#### [TASK DESCRIPTION]
Return exactly those lines of the material below that fall between the line holding "instance: [(530, 325)]" and the line holding "instance: [(5, 292)]", inclusive.

#### [DATASET EXTRACT]
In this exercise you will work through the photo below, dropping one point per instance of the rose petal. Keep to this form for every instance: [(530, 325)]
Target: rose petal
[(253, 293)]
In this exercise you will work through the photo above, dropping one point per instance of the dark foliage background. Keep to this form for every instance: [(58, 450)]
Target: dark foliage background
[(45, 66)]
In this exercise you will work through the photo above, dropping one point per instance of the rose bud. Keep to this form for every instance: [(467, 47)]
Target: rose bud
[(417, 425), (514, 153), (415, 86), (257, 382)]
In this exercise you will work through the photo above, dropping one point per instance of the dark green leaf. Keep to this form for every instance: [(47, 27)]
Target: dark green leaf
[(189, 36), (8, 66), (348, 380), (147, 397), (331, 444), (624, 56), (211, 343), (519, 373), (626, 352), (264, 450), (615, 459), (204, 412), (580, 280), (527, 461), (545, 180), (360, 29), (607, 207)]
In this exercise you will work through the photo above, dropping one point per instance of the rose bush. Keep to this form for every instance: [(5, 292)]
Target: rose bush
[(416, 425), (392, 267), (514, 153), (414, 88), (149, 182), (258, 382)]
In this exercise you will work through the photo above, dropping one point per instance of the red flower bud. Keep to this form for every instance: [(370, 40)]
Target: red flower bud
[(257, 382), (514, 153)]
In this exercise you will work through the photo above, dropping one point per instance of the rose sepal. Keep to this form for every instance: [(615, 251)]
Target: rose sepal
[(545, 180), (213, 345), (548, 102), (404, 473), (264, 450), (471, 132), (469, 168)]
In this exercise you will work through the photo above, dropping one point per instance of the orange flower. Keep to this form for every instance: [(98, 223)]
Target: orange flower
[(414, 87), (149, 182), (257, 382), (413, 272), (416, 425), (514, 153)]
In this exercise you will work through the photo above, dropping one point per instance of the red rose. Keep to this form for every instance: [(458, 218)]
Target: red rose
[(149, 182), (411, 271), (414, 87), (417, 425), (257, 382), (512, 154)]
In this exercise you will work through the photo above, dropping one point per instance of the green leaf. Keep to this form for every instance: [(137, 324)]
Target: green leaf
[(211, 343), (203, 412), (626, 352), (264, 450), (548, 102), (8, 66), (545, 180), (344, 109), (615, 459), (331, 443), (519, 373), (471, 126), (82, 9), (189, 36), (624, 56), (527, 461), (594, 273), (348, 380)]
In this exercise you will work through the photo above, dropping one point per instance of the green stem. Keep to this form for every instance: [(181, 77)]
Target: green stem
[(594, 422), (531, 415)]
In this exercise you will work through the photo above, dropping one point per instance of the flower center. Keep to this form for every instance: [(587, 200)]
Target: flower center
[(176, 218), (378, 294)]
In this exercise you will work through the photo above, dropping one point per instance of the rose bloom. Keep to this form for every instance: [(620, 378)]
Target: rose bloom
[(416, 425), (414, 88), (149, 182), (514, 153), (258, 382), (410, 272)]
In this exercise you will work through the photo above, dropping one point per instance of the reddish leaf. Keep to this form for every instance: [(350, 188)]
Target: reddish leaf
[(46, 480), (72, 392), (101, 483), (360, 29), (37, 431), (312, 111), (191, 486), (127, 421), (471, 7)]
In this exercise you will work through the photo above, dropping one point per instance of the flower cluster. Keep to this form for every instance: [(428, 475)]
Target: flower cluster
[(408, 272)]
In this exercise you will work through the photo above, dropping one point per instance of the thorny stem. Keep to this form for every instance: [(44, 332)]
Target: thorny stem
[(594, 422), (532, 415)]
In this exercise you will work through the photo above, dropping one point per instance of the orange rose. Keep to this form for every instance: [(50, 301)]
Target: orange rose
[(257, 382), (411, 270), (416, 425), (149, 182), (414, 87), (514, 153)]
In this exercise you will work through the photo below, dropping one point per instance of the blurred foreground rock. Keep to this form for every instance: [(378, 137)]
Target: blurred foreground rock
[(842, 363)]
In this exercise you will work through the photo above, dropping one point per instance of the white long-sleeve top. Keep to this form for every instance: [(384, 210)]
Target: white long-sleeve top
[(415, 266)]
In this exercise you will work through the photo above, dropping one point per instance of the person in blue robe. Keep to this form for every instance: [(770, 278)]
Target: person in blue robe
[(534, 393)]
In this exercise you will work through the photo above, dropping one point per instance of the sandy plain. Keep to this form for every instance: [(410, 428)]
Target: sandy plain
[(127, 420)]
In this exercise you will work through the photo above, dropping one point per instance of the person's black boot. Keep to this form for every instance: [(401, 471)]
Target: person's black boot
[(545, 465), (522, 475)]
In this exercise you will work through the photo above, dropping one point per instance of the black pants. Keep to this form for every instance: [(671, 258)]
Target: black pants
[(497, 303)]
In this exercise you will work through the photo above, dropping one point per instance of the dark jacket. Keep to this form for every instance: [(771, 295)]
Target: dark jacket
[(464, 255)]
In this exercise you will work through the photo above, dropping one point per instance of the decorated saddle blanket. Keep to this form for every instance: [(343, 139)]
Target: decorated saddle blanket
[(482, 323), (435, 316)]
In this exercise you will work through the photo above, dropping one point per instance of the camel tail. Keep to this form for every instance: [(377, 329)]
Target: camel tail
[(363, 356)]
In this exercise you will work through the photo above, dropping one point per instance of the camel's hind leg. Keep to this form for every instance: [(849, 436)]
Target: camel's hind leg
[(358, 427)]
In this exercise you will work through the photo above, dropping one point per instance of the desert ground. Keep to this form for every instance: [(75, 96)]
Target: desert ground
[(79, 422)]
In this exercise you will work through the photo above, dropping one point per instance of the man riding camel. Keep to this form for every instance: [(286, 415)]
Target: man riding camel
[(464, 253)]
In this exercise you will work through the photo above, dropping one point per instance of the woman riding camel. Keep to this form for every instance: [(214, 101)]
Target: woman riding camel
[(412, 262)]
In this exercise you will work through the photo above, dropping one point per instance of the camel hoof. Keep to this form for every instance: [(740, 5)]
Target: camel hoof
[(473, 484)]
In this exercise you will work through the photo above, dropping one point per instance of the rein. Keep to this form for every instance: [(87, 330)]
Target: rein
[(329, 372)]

---

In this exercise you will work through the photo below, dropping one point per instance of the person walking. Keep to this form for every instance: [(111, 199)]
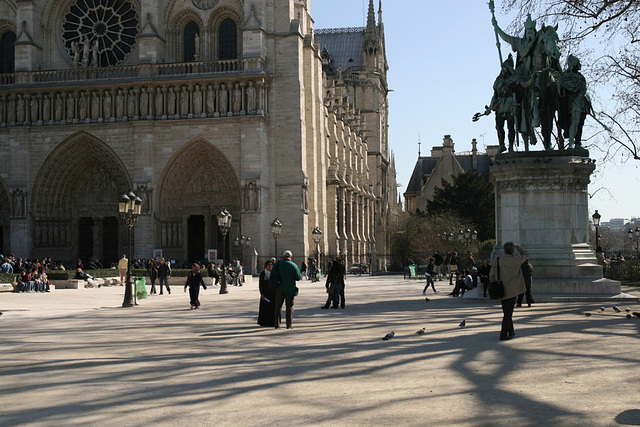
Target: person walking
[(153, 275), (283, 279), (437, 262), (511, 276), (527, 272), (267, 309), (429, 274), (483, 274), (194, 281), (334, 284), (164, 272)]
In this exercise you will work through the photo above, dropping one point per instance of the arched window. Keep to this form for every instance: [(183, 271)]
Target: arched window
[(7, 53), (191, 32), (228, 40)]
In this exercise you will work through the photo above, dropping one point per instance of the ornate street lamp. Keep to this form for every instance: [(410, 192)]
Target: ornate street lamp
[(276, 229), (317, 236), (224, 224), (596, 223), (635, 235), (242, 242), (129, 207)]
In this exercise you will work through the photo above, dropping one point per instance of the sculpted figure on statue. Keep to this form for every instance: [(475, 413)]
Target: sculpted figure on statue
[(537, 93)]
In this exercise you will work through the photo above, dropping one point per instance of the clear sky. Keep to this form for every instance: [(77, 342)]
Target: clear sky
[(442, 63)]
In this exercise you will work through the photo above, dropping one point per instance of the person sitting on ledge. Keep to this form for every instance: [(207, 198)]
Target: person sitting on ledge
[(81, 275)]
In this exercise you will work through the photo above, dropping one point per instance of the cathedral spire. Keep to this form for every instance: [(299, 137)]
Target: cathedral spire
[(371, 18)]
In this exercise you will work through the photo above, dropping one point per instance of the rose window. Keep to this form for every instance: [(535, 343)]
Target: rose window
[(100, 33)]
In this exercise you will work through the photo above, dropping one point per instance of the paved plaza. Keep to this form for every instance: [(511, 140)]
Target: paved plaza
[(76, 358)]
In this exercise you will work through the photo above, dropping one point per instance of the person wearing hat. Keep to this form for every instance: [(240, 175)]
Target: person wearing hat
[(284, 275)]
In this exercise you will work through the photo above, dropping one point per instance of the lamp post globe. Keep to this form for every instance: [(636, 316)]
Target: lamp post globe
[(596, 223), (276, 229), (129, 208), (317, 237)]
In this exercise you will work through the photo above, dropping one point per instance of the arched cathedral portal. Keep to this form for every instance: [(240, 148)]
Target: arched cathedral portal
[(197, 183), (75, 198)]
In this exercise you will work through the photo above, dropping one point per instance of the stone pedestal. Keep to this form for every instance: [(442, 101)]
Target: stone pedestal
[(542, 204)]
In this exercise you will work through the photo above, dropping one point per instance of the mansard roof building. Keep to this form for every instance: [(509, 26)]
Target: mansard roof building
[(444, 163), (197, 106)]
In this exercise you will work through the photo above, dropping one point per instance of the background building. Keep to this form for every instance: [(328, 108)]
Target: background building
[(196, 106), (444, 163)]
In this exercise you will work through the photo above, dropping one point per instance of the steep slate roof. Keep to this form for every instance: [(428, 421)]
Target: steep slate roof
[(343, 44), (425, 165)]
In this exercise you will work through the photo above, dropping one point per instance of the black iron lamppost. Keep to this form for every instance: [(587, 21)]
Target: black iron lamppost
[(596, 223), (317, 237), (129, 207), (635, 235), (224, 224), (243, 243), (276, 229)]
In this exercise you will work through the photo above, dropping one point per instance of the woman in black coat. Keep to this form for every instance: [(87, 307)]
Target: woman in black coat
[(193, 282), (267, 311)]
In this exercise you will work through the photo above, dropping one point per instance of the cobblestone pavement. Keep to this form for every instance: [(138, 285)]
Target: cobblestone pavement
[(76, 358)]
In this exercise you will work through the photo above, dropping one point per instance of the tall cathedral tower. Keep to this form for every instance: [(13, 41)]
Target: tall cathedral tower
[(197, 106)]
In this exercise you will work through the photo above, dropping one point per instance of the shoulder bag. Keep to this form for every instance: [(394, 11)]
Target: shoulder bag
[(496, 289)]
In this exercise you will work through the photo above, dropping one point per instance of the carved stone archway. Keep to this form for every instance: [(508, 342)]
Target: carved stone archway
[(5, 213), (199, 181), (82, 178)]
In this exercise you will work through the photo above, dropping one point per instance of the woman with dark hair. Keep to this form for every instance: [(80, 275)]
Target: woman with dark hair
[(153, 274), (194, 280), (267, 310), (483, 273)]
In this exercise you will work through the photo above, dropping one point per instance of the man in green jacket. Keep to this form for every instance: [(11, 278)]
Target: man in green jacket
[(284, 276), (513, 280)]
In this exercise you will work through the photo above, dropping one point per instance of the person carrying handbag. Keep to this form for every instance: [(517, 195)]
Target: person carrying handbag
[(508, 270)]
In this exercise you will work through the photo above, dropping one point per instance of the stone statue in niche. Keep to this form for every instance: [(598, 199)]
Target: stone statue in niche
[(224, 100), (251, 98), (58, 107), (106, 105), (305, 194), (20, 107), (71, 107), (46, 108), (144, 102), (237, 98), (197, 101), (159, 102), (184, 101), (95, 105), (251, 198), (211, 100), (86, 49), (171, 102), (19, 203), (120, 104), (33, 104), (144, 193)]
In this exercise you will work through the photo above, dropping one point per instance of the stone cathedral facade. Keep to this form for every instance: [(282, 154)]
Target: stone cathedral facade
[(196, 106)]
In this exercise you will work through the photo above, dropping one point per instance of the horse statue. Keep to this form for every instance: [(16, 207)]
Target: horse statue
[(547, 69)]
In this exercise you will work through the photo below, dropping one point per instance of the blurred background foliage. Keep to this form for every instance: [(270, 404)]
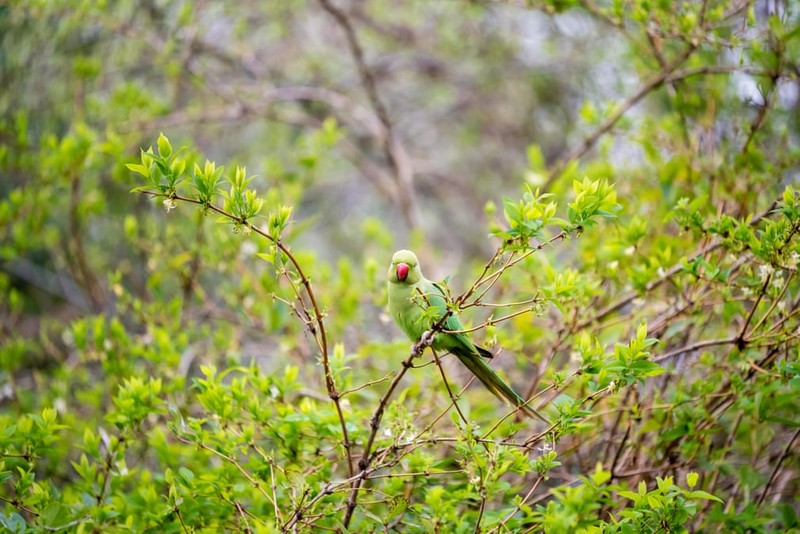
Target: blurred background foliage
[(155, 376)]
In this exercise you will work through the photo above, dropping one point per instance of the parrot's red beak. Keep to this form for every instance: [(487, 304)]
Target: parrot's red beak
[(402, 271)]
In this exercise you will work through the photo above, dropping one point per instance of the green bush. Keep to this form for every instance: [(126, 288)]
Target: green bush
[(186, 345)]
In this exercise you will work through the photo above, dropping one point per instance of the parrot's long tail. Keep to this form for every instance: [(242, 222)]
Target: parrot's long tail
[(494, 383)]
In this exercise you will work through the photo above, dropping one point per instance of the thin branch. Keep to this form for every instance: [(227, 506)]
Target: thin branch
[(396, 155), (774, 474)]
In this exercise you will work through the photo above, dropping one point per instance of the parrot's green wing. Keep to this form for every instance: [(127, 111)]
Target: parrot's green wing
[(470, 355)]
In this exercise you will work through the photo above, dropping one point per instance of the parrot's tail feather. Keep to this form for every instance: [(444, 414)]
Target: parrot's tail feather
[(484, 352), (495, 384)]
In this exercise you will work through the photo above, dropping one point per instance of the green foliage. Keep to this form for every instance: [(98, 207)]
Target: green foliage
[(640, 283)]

...

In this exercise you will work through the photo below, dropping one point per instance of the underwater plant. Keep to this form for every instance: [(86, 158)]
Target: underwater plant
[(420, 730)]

#### [ANSWER TO THIS TASK]
In this exercise you will work through the photo below, dropping one point per instance of the rose petal. Keep to this form for every instance: [(530, 325)]
Target: rose petal
[(253, 293)]
In this exercise you will work through the photo above, dropping one point per instance of the dark foliage background. Keep to this form for every instance: [(58, 450)]
Target: dark foliage background
[(45, 66)]
In this exercise you will work through the photo above, dropping one point per instance of the rose bud. Keep to this form for every instance: [(467, 47)]
Target: rose bud
[(417, 425), (514, 153), (415, 86), (257, 382)]
In this exercise you will work through the photo above, dropping one point per instance of the dark green leaf. Keep to this form for every instance: [(47, 27)]
Target: dark green leaf
[(189, 36), (8, 66), (348, 380), (147, 397), (331, 444), (624, 56), (211, 343), (519, 373), (626, 352), (264, 450), (615, 459), (204, 412), (580, 280), (527, 461), (545, 180), (360, 29), (607, 207)]
In this exercise you will work through the photo above, dropping one point per instance of the rose bush. Keep to this form for every instance: [(5, 292)]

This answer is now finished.